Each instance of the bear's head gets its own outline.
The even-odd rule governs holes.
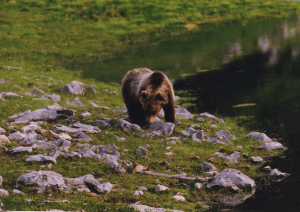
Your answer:
[[[159,111],[168,103],[168,99],[164,93],[142,91],[140,102],[145,114],[145,122],[150,124],[154,121]]]
[[[155,71],[148,79],[145,90],[140,92],[140,103],[142,105],[145,122],[152,123],[159,111],[168,103],[168,88],[165,85],[165,76]]]

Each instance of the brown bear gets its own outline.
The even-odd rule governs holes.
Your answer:
[[[132,122],[150,124],[162,108],[166,122],[175,122],[173,86],[164,73],[147,68],[127,72],[122,80],[122,95]]]

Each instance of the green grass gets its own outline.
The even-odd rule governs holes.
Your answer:
[[[33,97],[27,97],[24,92],[32,92],[35,86],[47,94],[55,93],[61,96],[59,104],[67,108],[77,110],[76,119],[82,123],[89,123],[83,119],[101,119],[105,117],[118,118],[112,110],[123,107],[121,95],[108,95],[109,91],[120,92],[120,85],[117,83],[94,81],[81,77],[80,71],[69,71],[67,65],[77,65],[85,61],[103,61],[116,56],[124,51],[132,51],[142,45],[159,42],[162,39],[172,39],[181,34],[202,30],[214,23],[233,23],[242,21],[247,24],[249,20],[261,18],[289,17],[299,13],[300,5],[291,1],[142,1],[142,0],[106,0],[106,1],[1,1],[0,2],[0,78],[9,80],[9,83],[0,84],[1,92],[16,92],[23,97],[6,98],[0,104],[0,127],[8,130],[8,116],[24,112],[28,109],[35,110],[44,105],[53,104],[52,101],[34,101]],[[188,27],[189,26],[189,27]],[[20,66],[23,70],[11,70],[4,66]],[[50,71],[52,70],[52,71]],[[101,70],[99,70],[101,71]],[[124,73],[127,70],[124,70]],[[108,111],[86,106],[84,109],[93,115],[88,118],[80,116],[80,107],[72,107],[65,104],[66,100],[74,101],[75,97],[64,94],[60,91],[62,84],[57,81],[49,81],[39,78],[38,75],[49,76],[54,80],[62,80],[69,83],[72,80],[94,84],[100,95],[87,93],[79,97],[80,101],[87,104],[87,100],[93,100],[101,106],[110,107]],[[22,79],[22,76],[29,79]],[[51,85],[39,85],[37,83],[52,83]],[[15,90],[13,85],[19,85]],[[178,104],[184,107],[189,106],[190,99],[180,100]],[[197,116],[197,114],[195,114]],[[219,118],[222,118],[219,116]],[[264,156],[269,154],[258,147],[260,143],[253,143],[245,137],[249,129],[237,125],[236,120],[223,117],[225,125],[237,137],[233,140],[233,146],[225,146],[226,150],[236,150],[236,145],[242,145],[243,152],[249,156]],[[56,123],[68,124],[65,121],[43,125],[45,129],[53,129]],[[193,120],[181,120],[181,125],[176,127],[174,136],[179,131],[186,129]],[[217,130],[227,129],[225,125],[217,124],[218,128],[210,128],[210,123],[201,123],[205,127],[205,133],[212,136]],[[15,125],[20,129],[24,125]],[[128,149],[128,153],[121,156],[122,160],[129,162],[135,160],[152,171],[177,174],[186,172],[188,176],[204,176],[201,166],[204,161],[212,157],[212,154],[220,150],[219,145],[208,142],[193,143],[186,139],[181,144],[172,146],[174,155],[165,156],[163,153],[168,146],[163,138],[143,138],[141,133],[128,133],[115,129],[102,129],[97,135],[90,135],[93,139],[91,145],[116,144],[120,148]],[[116,141],[115,136],[126,137],[126,142]],[[161,141],[163,139],[163,141]],[[148,143],[150,145],[149,159],[142,159],[134,154],[138,146]],[[252,145],[253,147],[250,147]],[[7,144],[12,149],[18,146],[16,141]],[[72,143],[72,150],[77,149]],[[40,151],[40,150],[39,150]],[[43,152],[43,151],[41,151]],[[45,152],[45,151],[44,151]],[[276,152],[272,152],[275,155]],[[26,170],[47,170],[41,168],[43,163],[26,162],[29,155],[25,153],[15,154],[4,152],[0,148],[0,174],[3,176],[1,188],[10,192],[9,197],[1,197],[4,210],[46,210],[58,208],[66,211],[132,211],[129,204],[141,201],[143,204],[154,207],[180,209],[184,211],[206,210],[204,205],[216,206],[213,201],[214,193],[219,190],[196,190],[195,182],[184,182],[186,187],[178,186],[181,183],[177,179],[156,177],[138,173],[118,174],[109,166],[96,162],[93,159],[81,158],[68,160],[58,158],[52,171],[62,174],[64,177],[79,177],[85,174],[93,174],[95,178],[101,177],[104,181],[117,184],[115,188],[126,189],[125,193],[112,192],[106,195],[92,196],[87,193],[72,191],[69,194],[47,190],[44,194],[37,195],[36,190],[31,187],[23,187],[24,196],[13,195],[12,189],[16,188],[16,179],[25,173]],[[161,165],[168,161],[169,165]],[[243,168],[249,164],[246,159],[241,159],[237,165],[227,165],[221,159],[215,157],[213,164],[219,171],[227,167],[237,168],[250,177],[257,176],[258,167],[251,164],[250,169]],[[46,164],[47,165],[47,164]],[[170,171],[167,171],[169,170]],[[17,171],[19,170],[19,171]],[[14,171],[14,172],[11,172]],[[158,193],[155,191],[159,179],[160,184],[170,187],[171,191]],[[136,197],[132,191],[139,186],[148,187],[149,191],[145,196]],[[258,185],[260,186],[260,185]],[[175,202],[171,197],[177,192],[183,192],[187,202]],[[51,196],[49,196],[51,194]],[[25,199],[33,199],[31,203],[25,203]],[[60,200],[68,199],[70,203],[40,204],[45,199]],[[18,204],[16,204],[18,202]],[[87,204],[86,204],[87,203]]]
******
▶ [EXERCISE OBJECTIVE]: Your copy should match the entries exactly, minus the pictures.

▶ [SOLUTION]:
Each instance of the bear's head gets its own outline.
The even-odd rule governs holes.
Your answer:
[[[159,111],[168,103],[168,99],[164,93],[142,91],[140,102],[145,114],[145,122],[150,124],[154,121]]]
[[[155,71],[148,79],[145,90],[140,92],[140,103],[142,105],[145,122],[152,123],[159,111],[168,103],[168,88],[165,85],[165,76]]]

Each instance of the brown bear gets its own outline.
The even-odd rule governs holes.
Your answer:
[[[132,122],[150,124],[162,108],[166,122],[175,122],[173,86],[164,73],[147,68],[127,72],[122,80],[122,95]]]

Each instance of the green grass gets its own outline.
The even-odd rule governs holes.
Your answer:
[[[33,97],[27,97],[24,92],[32,92],[35,86],[47,94],[55,93],[61,96],[59,104],[67,108],[77,110],[76,119],[82,123],[89,123],[83,119],[101,119],[105,117],[118,118],[112,110],[123,107],[121,95],[108,95],[109,91],[120,92],[120,85],[117,83],[94,81],[81,77],[80,71],[69,71],[67,65],[77,65],[85,61],[103,61],[116,56],[124,51],[132,51],[142,45],[159,42],[162,39],[172,39],[181,34],[202,30],[214,23],[233,23],[242,21],[247,24],[249,20],[261,18],[289,17],[299,13],[300,5],[291,1],[142,1],[142,0],[106,0],[106,1],[1,1],[0,2],[0,78],[9,80],[9,83],[0,84],[1,92],[16,92],[23,97],[6,98],[0,104],[0,127],[8,130],[8,116],[24,112],[28,109],[35,110],[44,105],[53,104],[52,101],[34,101]],[[188,27],[189,26],[189,27]],[[20,66],[23,70],[11,70],[4,66]],[[50,71],[52,70],[52,71]],[[101,70],[99,70],[101,71]],[[124,73],[127,70],[124,70]],[[108,111],[86,106],[84,109],[93,115],[88,118],[80,116],[80,107],[72,107],[65,104],[66,100],[74,101],[75,97],[64,94],[60,91],[62,84],[57,81],[49,81],[39,78],[38,75],[49,76],[54,80],[62,80],[69,83],[72,80],[94,84],[100,95],[87,93],[79,97],[80,101],[87,104],[87,100],[93,100],[101,106],[110,107]],[[22,79],[22,76],[29,79]],[[51,85],[39,85],[37,83],[52,83]],[[15,90],[13,85],[19,85]],[[178,104],[184,107],[189,106],[190,99],[180,100]],[[197,116],[197,114],[195,114]],[[219,118],[222,118],[219,116]],[[264,156],[269,154],[258,147],[260,143],[253,143],[245,137],[249,129],[237,125],[236,120],[223,117],[225,125],[237,137],[233,140],[233,146],[225,146],[226,150],[236,150],[236,145],[242,145],[243,152],[249,156]],[[56,123],[68,124],[65,121],[43,125],[45,129],[53,129]],[[193,120],[181,120],[181,125],[176,127],[174,136],[179,131],[186,129]],[[217,130],[227,129],[225,125],[217,124],[218,128],[210,128],[210,123],[201,123],[205,127],[205,133],[212,136]],[[15,125],[20,129],[24,125]],[[128,149],[128,153],[121,156],[122,160],[129,162],[135,160],[152,171],[177,174],[186,172],[188,176],[204,176],[201,166],[204,161],[212,157],[212,154],[220,150],[219,145],[208,142],[193,143],[186,139],[181,144],[172,146],[174,155],[165,156],[163,153],[168,146],[163,138],[143,138],[141,133],[128,133],[115,129],[102,129],[97,135],[90,135],[93,139],[91,145],[116,144],[120,148]],[[116,141],[115,136],[126,137],[126,142]],[[161,141],[163,139],[163,141]],[[148,143],[150,145],[149,159],[142,159],[134,154],[138,146]],[[252,145],[253,147],[250,147]],[[7,144],[12,149],[18,146],[16,141]],[[72,143],[72,150],[77,149]],[[40,151],[40,150],[39,150]],[[43,152],[43,151],[41,151]],[[45,152],[45,151],[44,151]],[[276,152],[272,152],[275,155]],[[26,170],[47,170],[41,168],[43,163],[26,162],[29,155],[25,153],[15,154],[4,152],[0,148],[0,174],[3,176],[1,188],[10,192],[9,197],[1,197],[4,210],[46,210],[58,208],[66,211],[132,211],[129,204],[141,201],[143,204],[154,207],[180,209],[184,211],[206,210],[204,205],[216,206],[213,201],[214,193],[219,190],[196,190],[195,182],[184,182],[186,187],[178,186],[181,183],[177,179],[156,177],[138,173],[118,174],[109,166],[96,162],[93,159],[81,158],[68,160],[58,158],[52,171],[62,174],[64,177],[79,177],[85,174],[93,174],[95,178],[101,177],[104,181],[117,184],[115,188],[126,189],[125,193],[112,192],[106,195],[92,196],[87,193],[72,191],[69,194],[47,190],[44,194],[37,195],[36,190],[31,187],[23,187],[24,196],[13,195],[12,189],[16,188],[16,179],[25,173]],[[161,165],[168,161],[169,165]],[[243,168],[249,164],[246,159],[241,159],[237,165],[227,165],[221,159],[215,157],[213,164],[219,171],[227,167],[237,168],[250,177],[257,176],[258,167],[251,164],[250,169]],[[46,164],[47,165],[47,164]],[[170,171],[167,171],[169,170]],[[17,171],[19,170],[19,171]],[[14,171],[14,172],[11,172]],[[158,193],[155,191],[159,179],[160,184],[170,187],[171,191]],[[136,197],[132,191],[139,186],[148,187],[149,191],[145,196]],[[258,185],[260,186],[260,185]],[[175,202],[171,197],[177,192],[183,192],[187,202]],[[51,196],[49,196],[51,194]],[[25,199],[33,199],[31,203],[25,203]],[[60,200],[68,199],[70,203],[40,204],[45,199]],[[18,204],[16,204],[18,202]],[[87,204],[86,204],[87,203]]]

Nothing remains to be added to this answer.